Monday, January 12, 2015

Wide-angle lens view of workflows

Contributors: Sarah Poon, Nan-Chen, Cecilia Aragon, Lavanya Ramakrishnan

The goal of our project is to focus on a couple of use cases in depth. However, we used the initial few months of the project to get a wide view of a number of different workflows that run on NERSC systems today. We talked to a number of application scientists and computer engineers and scientists who support these projects in their infrastructure needs. We talked to the Advanced Light Source, Materials Project, Climate Science, MODIS Pipeline, JGI and Cosmology. There were a few common themes that came up during the discussions.

What is a workflow?
In all our conversations, we found that workflows were used with different meanings. Computer scientists in the community traditionally use the word workflow to refer to the pipeline that runs on a cluster or HPC resource. However, often the scientists refer to workflow in the context of their larger science context, i.e., the process that takes them from a scientific hypotheses to a publication. This is a longer discussion that we will cover in one of our future blog posts.

» MATERIAL SHOWN
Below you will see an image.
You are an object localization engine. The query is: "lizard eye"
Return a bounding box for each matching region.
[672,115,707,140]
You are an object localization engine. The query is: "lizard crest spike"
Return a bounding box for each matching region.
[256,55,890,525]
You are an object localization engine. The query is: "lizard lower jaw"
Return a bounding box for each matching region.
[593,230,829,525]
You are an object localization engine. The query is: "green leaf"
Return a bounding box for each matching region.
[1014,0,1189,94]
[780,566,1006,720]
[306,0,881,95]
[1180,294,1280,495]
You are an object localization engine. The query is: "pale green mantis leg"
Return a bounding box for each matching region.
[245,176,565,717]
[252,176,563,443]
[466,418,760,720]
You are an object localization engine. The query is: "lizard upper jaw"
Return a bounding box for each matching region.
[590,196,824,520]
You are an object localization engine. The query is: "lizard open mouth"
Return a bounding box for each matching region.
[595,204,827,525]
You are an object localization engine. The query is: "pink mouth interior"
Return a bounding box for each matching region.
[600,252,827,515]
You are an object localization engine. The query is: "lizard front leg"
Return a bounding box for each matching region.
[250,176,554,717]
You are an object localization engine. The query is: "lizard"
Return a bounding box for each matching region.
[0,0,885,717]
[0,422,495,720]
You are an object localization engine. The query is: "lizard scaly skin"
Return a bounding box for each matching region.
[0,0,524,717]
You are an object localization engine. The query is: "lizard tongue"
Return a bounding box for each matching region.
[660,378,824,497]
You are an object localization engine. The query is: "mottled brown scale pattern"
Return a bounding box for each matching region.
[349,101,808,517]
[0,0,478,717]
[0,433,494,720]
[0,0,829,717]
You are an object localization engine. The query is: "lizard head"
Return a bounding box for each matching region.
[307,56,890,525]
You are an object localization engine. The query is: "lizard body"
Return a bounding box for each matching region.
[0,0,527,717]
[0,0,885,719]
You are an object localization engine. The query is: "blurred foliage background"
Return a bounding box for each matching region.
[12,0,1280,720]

» REQUIRED TASK
Copy out the passage from the workflows post above, starting at "Wide-angle lens view" and ending at "during the discussions.".

» WRITTEN SOLUTION
Wide-angle lens view of workflows

Contributors: Sarah Poon, Nan-Chen, Cecilia Aragon, Lavanya Ramakrishnan

The goal of our project is to focus on a couple of use cases in depth. However, we used the initial few months of the project to get a wide view of a number of different workflows that run on NERSC systems today. We talked to a number of application scientists and computer engineers and scientists who support these projects in their infrastructure needs. We talked to the Advanced Light Source, Materials Project, Climate Science, MODIS Pipeline, JGI and Cosmology. There were a few common themes that came up during the discussions.